Return all lines of the data in which the string "door" occurs.

═══ Data ═══

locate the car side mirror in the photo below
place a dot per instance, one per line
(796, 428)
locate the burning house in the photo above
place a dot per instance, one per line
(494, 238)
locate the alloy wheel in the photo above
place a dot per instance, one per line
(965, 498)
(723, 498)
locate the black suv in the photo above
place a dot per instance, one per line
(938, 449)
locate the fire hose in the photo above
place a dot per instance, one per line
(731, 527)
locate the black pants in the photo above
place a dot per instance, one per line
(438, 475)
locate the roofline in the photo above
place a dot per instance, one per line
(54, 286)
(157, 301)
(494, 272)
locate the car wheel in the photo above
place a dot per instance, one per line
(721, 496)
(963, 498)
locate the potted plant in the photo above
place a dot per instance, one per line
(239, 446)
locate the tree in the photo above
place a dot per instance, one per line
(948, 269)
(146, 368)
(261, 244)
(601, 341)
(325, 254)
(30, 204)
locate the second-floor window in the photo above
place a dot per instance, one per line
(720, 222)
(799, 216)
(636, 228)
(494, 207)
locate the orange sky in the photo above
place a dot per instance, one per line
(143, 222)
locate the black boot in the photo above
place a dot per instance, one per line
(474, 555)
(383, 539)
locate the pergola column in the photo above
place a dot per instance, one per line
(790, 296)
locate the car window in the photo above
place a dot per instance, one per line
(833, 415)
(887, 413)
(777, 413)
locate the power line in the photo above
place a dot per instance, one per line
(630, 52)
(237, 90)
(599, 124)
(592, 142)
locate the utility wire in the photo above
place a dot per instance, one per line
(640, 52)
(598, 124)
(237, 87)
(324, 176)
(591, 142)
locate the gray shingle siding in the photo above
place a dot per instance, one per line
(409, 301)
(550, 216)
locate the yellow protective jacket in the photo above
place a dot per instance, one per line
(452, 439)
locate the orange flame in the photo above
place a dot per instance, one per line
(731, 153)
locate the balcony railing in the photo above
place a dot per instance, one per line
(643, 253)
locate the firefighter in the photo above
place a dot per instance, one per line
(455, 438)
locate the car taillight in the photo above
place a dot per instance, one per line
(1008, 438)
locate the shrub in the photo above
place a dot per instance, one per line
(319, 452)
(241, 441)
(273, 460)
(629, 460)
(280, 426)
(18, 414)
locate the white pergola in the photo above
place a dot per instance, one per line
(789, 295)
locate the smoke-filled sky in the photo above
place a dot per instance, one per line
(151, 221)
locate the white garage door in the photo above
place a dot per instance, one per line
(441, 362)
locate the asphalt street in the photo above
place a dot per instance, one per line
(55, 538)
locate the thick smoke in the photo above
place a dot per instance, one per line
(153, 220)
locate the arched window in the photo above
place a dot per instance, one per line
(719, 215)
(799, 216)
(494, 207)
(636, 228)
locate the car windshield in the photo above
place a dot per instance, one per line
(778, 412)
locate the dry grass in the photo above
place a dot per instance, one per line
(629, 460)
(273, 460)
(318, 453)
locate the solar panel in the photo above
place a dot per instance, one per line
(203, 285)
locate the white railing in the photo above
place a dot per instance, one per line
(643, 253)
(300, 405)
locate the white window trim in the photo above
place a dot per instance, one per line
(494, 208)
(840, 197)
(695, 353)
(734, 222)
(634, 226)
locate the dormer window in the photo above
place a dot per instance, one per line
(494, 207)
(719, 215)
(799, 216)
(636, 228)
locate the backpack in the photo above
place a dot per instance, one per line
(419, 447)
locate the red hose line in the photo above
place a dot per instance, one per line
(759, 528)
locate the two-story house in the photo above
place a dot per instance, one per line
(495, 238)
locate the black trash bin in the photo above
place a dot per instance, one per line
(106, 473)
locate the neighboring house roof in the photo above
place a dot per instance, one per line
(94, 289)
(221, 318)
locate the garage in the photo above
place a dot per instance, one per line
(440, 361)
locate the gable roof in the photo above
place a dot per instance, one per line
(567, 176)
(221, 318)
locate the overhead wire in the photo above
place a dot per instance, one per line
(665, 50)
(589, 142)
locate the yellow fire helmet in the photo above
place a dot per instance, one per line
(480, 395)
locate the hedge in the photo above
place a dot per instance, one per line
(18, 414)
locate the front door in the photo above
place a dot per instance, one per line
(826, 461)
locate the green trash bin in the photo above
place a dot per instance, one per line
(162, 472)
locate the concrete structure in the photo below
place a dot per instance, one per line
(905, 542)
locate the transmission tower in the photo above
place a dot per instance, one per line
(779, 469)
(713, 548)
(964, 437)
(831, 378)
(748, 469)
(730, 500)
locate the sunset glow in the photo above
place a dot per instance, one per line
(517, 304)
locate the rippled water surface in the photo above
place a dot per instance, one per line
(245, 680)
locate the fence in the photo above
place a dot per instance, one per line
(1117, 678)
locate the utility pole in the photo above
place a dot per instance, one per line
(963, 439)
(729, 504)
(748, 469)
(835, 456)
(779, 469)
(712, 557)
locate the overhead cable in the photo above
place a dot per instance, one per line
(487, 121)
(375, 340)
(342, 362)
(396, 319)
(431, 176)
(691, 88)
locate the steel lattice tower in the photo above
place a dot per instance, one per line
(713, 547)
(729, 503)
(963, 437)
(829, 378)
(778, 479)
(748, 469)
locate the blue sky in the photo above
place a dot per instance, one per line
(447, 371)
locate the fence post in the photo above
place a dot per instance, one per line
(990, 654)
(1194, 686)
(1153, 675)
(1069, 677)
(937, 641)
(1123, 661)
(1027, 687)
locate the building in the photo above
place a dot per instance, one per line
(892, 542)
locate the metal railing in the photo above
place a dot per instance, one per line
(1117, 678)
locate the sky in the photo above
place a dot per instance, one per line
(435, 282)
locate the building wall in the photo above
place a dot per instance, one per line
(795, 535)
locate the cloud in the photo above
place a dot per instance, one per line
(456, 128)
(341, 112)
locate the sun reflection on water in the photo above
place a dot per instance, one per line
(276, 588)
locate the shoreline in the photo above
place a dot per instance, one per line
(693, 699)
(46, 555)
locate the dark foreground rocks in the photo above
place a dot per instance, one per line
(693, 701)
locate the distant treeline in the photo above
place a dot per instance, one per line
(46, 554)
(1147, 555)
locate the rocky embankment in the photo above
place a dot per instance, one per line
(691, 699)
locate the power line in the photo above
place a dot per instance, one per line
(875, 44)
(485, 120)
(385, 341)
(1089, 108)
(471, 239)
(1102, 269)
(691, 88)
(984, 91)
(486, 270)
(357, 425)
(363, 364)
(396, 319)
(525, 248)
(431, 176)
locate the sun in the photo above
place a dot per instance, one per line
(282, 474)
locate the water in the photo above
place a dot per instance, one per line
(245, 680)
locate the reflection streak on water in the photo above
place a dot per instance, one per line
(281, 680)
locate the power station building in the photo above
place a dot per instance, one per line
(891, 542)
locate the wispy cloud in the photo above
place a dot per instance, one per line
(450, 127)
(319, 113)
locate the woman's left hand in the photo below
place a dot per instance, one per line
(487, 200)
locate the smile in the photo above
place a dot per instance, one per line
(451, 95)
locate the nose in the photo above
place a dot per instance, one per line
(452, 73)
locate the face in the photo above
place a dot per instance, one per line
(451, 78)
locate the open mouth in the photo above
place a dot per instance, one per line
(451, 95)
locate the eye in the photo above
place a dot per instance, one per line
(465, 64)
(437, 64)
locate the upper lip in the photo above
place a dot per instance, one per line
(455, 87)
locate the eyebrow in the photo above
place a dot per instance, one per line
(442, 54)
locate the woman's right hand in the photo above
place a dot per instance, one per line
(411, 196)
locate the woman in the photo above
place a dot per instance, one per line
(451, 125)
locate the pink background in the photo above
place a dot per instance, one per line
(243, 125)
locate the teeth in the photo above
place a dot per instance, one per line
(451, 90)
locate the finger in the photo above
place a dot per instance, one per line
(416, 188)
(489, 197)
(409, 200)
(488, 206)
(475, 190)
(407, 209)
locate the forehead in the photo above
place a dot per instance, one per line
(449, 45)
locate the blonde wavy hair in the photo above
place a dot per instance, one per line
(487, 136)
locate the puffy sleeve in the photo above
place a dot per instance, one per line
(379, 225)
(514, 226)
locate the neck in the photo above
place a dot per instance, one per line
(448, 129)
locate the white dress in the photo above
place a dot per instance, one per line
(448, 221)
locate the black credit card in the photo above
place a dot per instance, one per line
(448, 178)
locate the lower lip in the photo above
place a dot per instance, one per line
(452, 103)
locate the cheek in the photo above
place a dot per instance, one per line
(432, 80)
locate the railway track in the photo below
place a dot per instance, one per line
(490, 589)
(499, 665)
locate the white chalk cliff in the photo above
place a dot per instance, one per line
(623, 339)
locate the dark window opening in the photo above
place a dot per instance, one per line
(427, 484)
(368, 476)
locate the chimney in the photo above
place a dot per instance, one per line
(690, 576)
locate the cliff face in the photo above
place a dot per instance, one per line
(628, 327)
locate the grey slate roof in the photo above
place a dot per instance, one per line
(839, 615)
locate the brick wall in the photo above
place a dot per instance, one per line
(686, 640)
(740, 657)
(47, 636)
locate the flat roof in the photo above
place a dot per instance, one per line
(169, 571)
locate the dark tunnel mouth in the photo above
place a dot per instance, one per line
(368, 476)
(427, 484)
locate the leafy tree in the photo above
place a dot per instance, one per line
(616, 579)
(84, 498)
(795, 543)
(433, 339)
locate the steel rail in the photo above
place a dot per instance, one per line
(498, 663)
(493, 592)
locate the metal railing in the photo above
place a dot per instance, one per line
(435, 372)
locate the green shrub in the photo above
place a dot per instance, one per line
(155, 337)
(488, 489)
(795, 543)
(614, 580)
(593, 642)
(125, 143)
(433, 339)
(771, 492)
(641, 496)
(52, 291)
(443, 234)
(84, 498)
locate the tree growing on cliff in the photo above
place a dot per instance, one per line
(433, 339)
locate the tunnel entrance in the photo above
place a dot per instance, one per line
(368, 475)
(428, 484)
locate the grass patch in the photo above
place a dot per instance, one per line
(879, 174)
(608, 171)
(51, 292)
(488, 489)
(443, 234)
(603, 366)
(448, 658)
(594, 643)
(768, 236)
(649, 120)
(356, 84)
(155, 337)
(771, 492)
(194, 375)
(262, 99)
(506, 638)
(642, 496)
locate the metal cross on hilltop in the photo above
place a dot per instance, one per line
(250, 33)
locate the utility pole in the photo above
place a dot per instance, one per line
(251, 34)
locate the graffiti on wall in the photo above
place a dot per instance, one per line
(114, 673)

═══

* **Finished exercise**
locate the white garage door in the photo above
locate the front door in the photo above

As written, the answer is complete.